### [What to produce]
Without any of their pictures, return all of the records exactly.

Point-per-instance localization data:
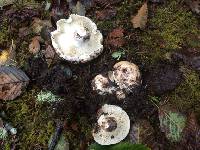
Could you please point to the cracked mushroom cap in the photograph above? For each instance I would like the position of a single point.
(77, 39)
(126, 75)
(102, 85)
(113, 125)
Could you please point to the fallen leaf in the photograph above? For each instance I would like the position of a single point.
(105, 3)
(38, 24)
(74, 126)
(79, 9)
(116, 38)
(34, 46)
(7, 56)
(12, 80)
(172, 122)
(140, 20)
(24, 31)
(105, 14)
(191, 134)
(6, 2)
(143, 133)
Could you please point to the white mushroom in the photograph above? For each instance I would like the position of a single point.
(77, 39)
(113, 125)
(126, 75)
(102, 85)
(122, 80)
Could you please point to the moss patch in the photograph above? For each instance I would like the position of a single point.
(32, 121)
(187, 96)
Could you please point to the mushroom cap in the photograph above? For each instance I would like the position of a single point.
(102, 135)
(102, 85)
(77, 39)
(126, 75)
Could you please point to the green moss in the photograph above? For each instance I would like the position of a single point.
(32, 121)
(173, 24)
(170, 26)
(187, 96)
(4, 31)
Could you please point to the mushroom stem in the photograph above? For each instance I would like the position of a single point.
(109, 124)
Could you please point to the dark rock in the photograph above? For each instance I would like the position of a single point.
(163, 78)
(56, 79)
(37, 68)
(191, 61)
(157, 1)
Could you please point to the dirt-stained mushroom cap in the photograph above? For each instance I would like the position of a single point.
(77, 39)
(102, 85)
(126, 75)
(113, 125)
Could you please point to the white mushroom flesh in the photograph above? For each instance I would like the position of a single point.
(77, 39)
(126, 75)
(116, 135)
(102, 85)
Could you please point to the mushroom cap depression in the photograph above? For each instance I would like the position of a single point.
(77, 39)
(102, 85)
(126, 75)
(113, 125)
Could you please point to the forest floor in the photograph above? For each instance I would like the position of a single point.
(167, 52)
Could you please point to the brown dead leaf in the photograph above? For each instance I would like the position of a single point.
(49, 54)
(116, 38)
(38, 24)
(74, 126)
(140, 20)
(7, 56)
(34, 46)
(12, 80)
(105, 14)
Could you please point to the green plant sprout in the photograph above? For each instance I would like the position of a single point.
(47, 96)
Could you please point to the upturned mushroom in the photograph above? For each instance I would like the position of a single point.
(77, 39)
(113, 125)
(123, 79)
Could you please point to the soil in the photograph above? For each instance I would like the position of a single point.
(72, 82)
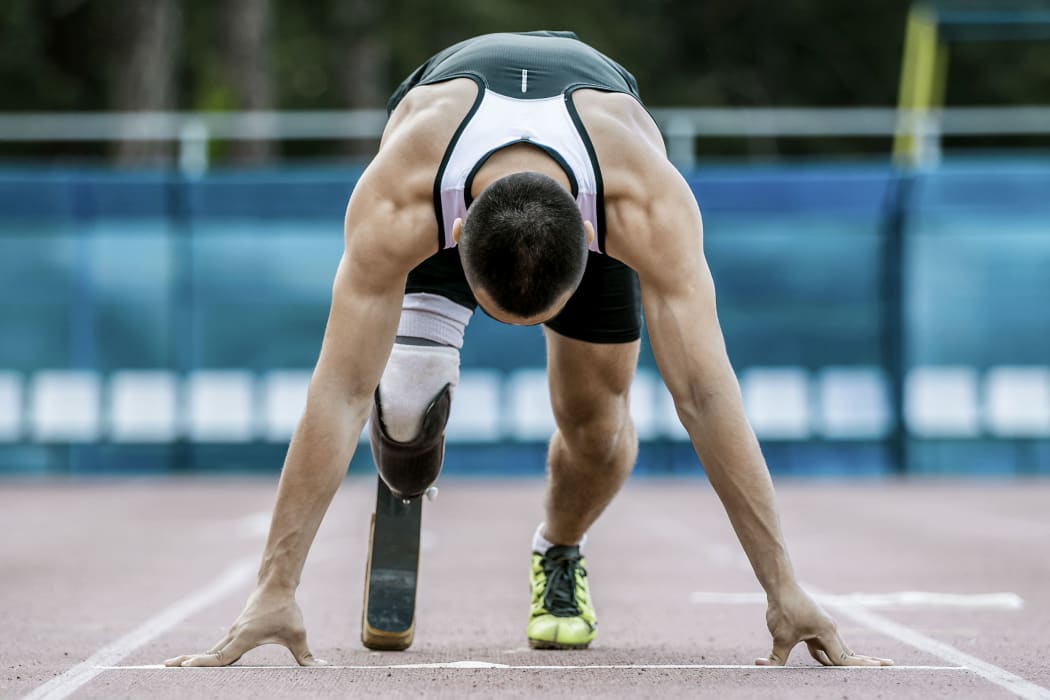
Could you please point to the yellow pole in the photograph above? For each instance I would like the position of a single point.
(923, 71)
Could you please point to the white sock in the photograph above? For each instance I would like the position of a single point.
(541, 544)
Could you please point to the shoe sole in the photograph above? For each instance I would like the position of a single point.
(543, 643)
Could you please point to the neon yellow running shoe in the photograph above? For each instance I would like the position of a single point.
(562, 615)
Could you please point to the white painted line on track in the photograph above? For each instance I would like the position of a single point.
(505, 666)
(254, 525)
(899, 598)
(60, 686)
(1002, 677)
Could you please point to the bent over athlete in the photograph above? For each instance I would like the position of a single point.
(520, 172)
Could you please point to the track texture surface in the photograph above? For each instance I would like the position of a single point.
(103, 579)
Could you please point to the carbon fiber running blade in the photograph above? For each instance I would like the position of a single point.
(393, 568)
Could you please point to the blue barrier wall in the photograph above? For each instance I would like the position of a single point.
(155, 322)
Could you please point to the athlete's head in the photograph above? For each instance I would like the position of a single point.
(524, 248)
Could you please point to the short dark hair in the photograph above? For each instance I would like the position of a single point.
(524, 242)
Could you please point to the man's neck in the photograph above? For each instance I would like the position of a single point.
(519, 157)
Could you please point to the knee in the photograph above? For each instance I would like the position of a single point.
(601, 431)
(415, 376)
(408, 418)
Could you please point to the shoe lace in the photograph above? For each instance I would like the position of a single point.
(561, 566)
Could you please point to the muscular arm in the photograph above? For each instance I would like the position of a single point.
(386, 234)
(687, 340)
(679, 303)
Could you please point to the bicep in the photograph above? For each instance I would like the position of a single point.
(678, 296)
(687, 338)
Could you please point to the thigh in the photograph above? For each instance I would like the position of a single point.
(606, 308)
(590, 382)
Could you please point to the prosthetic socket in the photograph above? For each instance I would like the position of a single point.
(408, 417)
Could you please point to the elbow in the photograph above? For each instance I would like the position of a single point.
(695, 402)
(354, 403)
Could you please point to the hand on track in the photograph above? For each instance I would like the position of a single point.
(268, 618)
(796, 617)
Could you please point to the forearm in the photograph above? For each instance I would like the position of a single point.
(734, 464)
(316, 464)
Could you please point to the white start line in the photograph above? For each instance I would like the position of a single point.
(469, 664)
(108, 657)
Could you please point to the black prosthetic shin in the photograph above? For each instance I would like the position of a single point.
(410, 468)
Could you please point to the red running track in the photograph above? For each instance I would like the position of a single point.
(102, 580)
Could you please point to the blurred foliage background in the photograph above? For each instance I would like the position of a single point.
(217, 55)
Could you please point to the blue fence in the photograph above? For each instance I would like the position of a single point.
(151, 322)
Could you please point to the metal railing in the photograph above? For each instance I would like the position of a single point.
(680, 126)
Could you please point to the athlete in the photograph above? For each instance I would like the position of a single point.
(520, 172)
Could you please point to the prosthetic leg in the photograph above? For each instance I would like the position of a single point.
(407, 469)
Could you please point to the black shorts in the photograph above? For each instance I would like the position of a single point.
(605, 309)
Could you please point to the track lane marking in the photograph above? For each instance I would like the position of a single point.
(64, 684)
(1012, 682)
(902, 598)
(504, 666)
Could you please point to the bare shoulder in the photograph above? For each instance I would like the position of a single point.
(652, 220)
(391, 224)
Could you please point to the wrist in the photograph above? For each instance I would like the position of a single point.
(272, 579)
(782, 590)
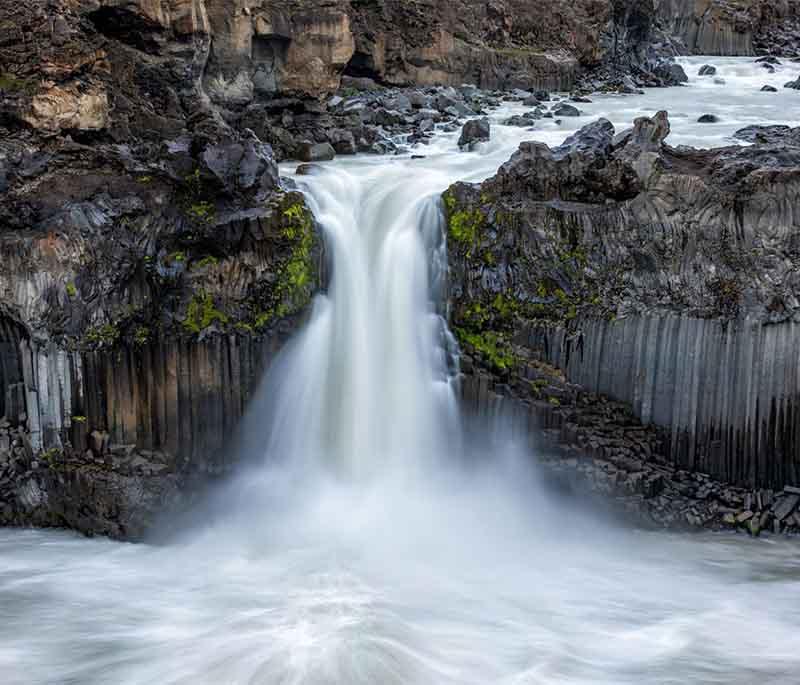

### [Response to the exercise]
Could you please point to the cracked mushroom cap in the photograph above? For each instance I would like the position of a single point.
(77, 39)
(126, 75)
(102, 85)
(113, 125)
Could you please point to the fallen leaf in the photograph above? For each instance I would like the position of a single point.
(105, 3)
(38, 24)
(74, 126)
(79, 9)
(116, 38)
(34, 46)
(7, 56)
(12, 80)
(172, 122)
(140, 20)
(24, 31)
(105, 14)
(191, 134)
(6, 2)
(143, 133)
Could you please point to the white mushroom in the photograph above? For each instance I would like the position of a single point.
(77, 39)
(113, 125)
(126, 75)
(102, 85)
(122, 80)
Could you please point to the moss patch in the photograph above? For each instance I would like the position of a single point.
(32, 121)
(187, 96)
Could you please point to the mushroom cap in the photograph above? For each instance I would like the position of a single point.
(102, 135)
(102, 85)
(77, 39)
(126, 75)
Could you please point to the green moss in the photograph above? For each instance I would like the position of a single point.
(32, 121)
(173, 24)
(170, 26)
(187, 96)
(4, 31)
Could you please point to the mushroom stem in the photograph above? For each instance I would like the position of a single point.
(109, 124)
Could you please point to the dark rock in the photograph above? For each instance I would like the position of a single point.
(163, 78)
(56, 79)
(37, 68)
(191, 61)
(157, 1)
Could you please point to the dirt-stained mushroom cap in the photograph above? For each instance I would like the position of a single point.
(77, 39)
(102, 85)
(126, 75)
(113, 125)
Could you please point to the white mushroom flesh in the photograph above? For each instance I would like the position of a single point.
(77, 39)
(126, 75)
(116, 135)
(102, 85)
Could you please point to the mushroom cap depression in the photograph above? For each instance I would like the position of a single point.
(77, 39)
(102, 85)
(126, 75)
(113, 125)
Could you please point to the forest floor in the photograph above? For each instance I would like the position of a single point.
(167, 52)
Could you please point to the brown dead leaf in the photograph above? For each instance I would like the position of a single point.
(49, 54)
(116, 38)
(38, 24)
(74, 126)
(140, 20)
(7, 56)
(34, 46)
(12, 80)
(105, 14)
Could you please point to the green plant sprout in the photograph above? For each instance I would like the position of a single point.
(47, 96)
Could you please point to the upturned mushroom in the photograph above? For each instance I would like the position of a single point.
(77, 39)
(113, 125)
(123, 79)
Could you please point to the soil in the photograph above? For each instance I would like the position of a single point.
(72, 82)
Could you please point to the yellow pole in the photograph above? For each instance I would like the position of a single point.
(923, 71)
Could you please point to the white sock in the photograph above? For each instance I would like the position of a single point.
(541, 544)
Could you please point to the shoe sole in the photograph above? For each instance I would like the position of a single point.
(543, 643)
Could you please point to the neon yellow running shoe in the photograph above? For each instance I would like the position of a single point.
(562, 615)
Could you please point to the white painted line on track in the photograph above? For each instance I would like the position of a single point.
(505, 666)
(254, 525)
(899, 598)
(60, 686)
(1002, 677)
Could you please point to the bent over athlete in the photograph above? For each instance I would like the position of a single point.
(520, 172)
Could you please point to the track texture surface in the photograph above? For each instance I would like the position of a single point.
(103, 579)
Could you please point to the carbon fiber running blade in the photograph above? For each instance I would like the position of a single point.
(393, 568)
Could you please point to the blue barrier wall in the photograph above? For each instance I would like the position of a single point.
(155, 322)
Could you please point to the athlete's head in the photograph above? For each instance I would like the position of a single point.
(524, 248)
Could you please point to the short dark hair in the photograph above? For each instance I would like the position of a single point.
(524, 242)
Could you please point to the man's neck in the photograph above? For each instance I would like the position of a single point.
(519, 157)
Could you please point to the knee in the photograph above? For each instance I would like the position of a single point.
(601, 431)
(415, 376)
(408, 418)
Could you please point to the shoe lace in the photograph above? For each instance I would like the position of a single point.
(561, 566)
Could you please point to the muscular arm in the photograph above? For each instance I would like the position of a single point.
(386, 234)
(687, 340)
(679, 303)
Could you please point to the bicep in the photograph above? For each instance I would like the position of a single point.
(678, 296)
(687, 338)
Could you please point to the thigh in the photograph above? For each instance I would like the position of a single point.
(606, 308)
(590, 382)
Could you please point to the prosthetic socket in the photograph above? For each instance I would like the position of a single point.
(408, 417)
Could you please point to the elbow in the photograph above? For each instance I would like the position of a single point.
(695, 402)
(354, 403)
Could you please point to the hand on track in the photograph above? For each instance I would like the position of a single point.
(268, 618)
(796, 617)
Could you please point to the forearm in the photograph above? For each instance I would like the position of a single point.
(734, 464)
(316, 464)
Could you please point to the white start line in the photograph above? For each instance I would like the position of a single point.
(469, 664)
(108, 657)
Could you please point to the black prosthetic shin in the photograph above? For each instance I would like the position of a single point.
(410, 468)
Could you please point to the red running track in the photograph above? For each instance I would like the position of a single point.
(102, 580)
Could you please point to the blurred foliage background in the photograph above? For each instance I would like the position of a single point.
(217, 55)
Could you please point to the blue fence in the photograph above? For each instance I would like the position of a single point.
(151, 322)
Could you please point to the metal railing in the photograph above? For each instance I would like the position of a single point.
(680, 126)
Could you please point to the athlete in the photograph above? For each instance I would like the position of a single point.
(520, 172)
Could you please point to the prosthetic leg in the photograph above? For each instance I would like the position of a single point.
(407, 469)
Could you please point to the black shorts in the photograph above? For each instance I would like the position of a single point.
(605, 309)
Could you please point to the track lane marking in the photograph above? For each instance I would like the position of a single point.
(64, 684)
(1012, 682)
(902, 598)
(504, 666)
Could you please point to the bare shoulder in the photograph above? For each instance I would like the position of a single point.
(652, 220)
(391, 224)
Could you please point to the wrist in the photograph above? For each instance I would like the position of a single point.
(272, 579)
(782, 590)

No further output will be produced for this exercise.